*Your assignment:*
Tell how many lines of the data below have the string "floor" in them. Say nothing more.

[[ Extracted records, beginning ]]

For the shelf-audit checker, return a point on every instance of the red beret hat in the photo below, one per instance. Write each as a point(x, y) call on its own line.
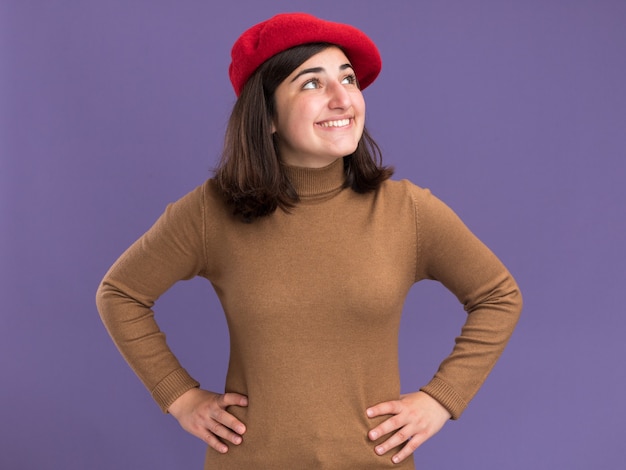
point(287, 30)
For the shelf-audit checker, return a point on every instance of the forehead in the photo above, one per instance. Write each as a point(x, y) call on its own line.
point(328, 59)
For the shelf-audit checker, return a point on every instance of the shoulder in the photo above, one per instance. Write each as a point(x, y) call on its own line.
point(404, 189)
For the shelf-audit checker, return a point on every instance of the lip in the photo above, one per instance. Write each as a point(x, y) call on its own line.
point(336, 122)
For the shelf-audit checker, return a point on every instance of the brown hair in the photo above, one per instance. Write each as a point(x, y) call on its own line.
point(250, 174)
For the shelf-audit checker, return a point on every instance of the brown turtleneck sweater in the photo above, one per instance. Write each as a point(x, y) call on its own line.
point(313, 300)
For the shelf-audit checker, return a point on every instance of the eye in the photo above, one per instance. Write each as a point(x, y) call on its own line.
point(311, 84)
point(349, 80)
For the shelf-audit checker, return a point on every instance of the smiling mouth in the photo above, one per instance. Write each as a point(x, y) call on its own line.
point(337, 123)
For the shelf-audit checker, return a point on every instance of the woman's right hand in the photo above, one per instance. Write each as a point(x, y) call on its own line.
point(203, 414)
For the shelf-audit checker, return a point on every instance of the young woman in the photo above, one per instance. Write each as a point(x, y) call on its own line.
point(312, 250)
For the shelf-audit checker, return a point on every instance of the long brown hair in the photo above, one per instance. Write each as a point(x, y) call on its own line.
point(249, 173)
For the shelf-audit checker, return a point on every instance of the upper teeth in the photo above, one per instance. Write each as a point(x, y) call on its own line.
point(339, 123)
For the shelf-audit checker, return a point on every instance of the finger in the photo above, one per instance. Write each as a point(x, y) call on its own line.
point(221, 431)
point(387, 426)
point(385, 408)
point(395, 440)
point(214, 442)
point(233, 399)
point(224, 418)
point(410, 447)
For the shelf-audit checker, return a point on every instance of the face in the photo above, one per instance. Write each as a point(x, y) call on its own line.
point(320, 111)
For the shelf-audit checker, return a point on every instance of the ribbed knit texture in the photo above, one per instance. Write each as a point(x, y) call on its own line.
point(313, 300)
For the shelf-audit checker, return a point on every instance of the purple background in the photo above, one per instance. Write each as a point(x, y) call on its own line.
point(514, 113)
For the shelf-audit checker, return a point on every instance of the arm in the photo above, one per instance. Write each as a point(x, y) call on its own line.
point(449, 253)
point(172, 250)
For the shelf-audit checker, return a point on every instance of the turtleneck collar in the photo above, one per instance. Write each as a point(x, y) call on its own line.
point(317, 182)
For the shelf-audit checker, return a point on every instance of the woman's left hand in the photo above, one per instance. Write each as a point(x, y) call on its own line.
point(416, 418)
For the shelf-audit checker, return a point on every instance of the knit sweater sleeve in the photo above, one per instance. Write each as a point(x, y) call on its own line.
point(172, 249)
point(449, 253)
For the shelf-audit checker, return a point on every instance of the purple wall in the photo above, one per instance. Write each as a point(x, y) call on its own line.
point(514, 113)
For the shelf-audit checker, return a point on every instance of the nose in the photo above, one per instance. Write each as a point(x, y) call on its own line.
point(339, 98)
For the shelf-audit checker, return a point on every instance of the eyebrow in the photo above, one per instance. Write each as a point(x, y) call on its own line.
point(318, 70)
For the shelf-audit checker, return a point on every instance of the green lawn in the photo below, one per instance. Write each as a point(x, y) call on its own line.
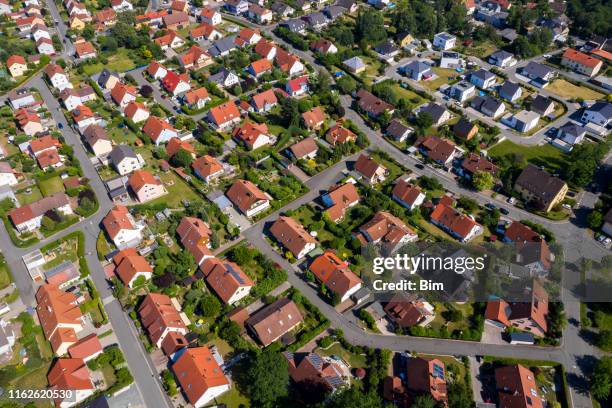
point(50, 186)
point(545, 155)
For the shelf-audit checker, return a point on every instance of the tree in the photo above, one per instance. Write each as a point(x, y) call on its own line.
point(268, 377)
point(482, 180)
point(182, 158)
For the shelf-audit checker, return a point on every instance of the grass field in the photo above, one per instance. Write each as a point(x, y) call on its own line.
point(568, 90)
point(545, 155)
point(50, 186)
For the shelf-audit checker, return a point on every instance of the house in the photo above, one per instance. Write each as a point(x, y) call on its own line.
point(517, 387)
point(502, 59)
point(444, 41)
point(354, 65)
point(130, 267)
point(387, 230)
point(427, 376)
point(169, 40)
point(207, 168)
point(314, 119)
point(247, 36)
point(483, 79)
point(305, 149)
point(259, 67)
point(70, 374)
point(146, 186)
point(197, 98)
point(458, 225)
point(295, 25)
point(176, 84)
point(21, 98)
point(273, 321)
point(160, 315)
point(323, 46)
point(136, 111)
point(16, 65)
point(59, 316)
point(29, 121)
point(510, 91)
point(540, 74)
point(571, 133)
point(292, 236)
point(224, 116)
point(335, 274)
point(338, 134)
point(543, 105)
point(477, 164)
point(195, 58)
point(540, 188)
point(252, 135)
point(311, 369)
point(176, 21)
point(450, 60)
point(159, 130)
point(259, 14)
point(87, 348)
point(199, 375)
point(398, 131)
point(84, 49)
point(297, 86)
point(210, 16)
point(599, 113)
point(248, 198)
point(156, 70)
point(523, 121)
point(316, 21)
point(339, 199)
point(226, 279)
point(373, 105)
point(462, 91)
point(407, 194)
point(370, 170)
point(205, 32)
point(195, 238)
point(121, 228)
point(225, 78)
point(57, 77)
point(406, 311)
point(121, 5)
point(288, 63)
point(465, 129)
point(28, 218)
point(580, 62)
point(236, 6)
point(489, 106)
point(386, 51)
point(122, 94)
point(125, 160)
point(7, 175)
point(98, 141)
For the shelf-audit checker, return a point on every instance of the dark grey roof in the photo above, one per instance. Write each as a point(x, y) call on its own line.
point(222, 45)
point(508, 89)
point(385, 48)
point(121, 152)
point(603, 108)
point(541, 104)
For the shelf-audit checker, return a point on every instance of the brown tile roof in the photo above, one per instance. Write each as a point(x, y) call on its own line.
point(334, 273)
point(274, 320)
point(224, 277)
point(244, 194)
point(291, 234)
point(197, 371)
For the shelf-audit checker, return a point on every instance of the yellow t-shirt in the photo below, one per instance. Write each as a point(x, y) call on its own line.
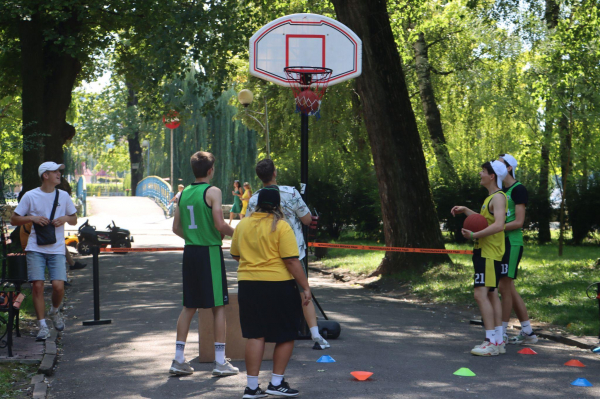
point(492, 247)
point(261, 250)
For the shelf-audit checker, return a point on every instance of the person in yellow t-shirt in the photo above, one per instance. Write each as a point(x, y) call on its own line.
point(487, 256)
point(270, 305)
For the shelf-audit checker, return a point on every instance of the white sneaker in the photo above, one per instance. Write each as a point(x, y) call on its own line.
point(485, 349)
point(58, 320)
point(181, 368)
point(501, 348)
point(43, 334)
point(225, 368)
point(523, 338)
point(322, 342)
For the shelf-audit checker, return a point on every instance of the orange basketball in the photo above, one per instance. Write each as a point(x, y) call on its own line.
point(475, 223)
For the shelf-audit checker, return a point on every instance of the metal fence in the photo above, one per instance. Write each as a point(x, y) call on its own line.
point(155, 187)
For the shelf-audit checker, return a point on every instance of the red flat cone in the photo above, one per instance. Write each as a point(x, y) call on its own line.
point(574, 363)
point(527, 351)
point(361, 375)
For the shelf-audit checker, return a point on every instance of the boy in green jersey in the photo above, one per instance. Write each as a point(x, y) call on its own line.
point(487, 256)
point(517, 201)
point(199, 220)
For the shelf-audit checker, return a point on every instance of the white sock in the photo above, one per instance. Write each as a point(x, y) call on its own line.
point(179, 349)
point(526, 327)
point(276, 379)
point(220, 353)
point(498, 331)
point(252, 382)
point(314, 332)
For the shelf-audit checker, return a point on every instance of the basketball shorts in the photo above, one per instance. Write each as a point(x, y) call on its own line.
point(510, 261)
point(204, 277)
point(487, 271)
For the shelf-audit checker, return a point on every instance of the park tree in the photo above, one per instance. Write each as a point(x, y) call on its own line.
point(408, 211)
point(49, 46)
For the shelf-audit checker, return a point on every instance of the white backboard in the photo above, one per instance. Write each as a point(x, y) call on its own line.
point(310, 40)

[[ Extracted records, end ]]
[[ Extracted records, beginning ]]

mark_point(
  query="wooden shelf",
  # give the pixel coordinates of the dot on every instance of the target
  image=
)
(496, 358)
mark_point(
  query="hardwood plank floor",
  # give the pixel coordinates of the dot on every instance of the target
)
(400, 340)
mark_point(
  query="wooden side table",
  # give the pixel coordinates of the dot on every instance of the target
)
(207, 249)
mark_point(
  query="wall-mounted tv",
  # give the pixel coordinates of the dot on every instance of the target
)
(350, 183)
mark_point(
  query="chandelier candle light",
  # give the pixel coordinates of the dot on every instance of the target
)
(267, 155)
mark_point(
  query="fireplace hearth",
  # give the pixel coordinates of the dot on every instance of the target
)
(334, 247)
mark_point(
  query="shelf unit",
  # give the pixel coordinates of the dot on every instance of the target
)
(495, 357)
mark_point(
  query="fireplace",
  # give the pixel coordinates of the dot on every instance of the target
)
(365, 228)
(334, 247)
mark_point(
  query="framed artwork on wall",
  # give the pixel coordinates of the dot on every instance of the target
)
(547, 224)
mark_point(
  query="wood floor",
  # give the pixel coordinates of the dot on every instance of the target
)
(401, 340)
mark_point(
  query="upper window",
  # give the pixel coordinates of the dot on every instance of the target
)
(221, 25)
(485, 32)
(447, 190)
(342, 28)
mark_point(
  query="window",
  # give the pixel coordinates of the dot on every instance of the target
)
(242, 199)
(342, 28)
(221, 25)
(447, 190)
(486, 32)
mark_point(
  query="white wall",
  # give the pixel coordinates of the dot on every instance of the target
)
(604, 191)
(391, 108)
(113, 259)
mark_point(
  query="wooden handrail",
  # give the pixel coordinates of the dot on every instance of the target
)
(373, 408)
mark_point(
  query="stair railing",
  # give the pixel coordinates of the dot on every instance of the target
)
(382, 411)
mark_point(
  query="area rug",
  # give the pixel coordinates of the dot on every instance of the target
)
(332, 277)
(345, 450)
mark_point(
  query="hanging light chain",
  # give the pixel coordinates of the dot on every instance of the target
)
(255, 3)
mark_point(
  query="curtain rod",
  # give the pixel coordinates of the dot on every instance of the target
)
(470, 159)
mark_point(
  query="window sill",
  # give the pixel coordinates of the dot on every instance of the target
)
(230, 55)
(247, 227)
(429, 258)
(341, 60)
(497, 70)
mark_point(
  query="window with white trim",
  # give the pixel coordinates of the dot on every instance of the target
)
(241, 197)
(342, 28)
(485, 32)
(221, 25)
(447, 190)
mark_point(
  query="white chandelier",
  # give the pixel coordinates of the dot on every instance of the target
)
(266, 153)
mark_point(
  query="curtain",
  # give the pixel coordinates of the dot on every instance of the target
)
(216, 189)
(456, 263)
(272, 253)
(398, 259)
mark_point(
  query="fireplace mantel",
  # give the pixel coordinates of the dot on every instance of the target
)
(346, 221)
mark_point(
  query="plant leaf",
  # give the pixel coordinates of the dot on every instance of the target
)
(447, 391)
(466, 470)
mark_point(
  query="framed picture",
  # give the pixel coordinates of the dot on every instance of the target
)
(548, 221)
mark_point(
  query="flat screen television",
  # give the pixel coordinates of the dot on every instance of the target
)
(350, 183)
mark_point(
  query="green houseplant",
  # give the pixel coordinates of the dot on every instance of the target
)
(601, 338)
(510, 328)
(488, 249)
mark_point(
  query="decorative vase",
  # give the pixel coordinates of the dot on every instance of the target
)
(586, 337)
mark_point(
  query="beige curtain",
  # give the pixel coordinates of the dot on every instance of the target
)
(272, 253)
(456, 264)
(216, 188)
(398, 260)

[[ Extracted records, end ]]

*Solution:*
2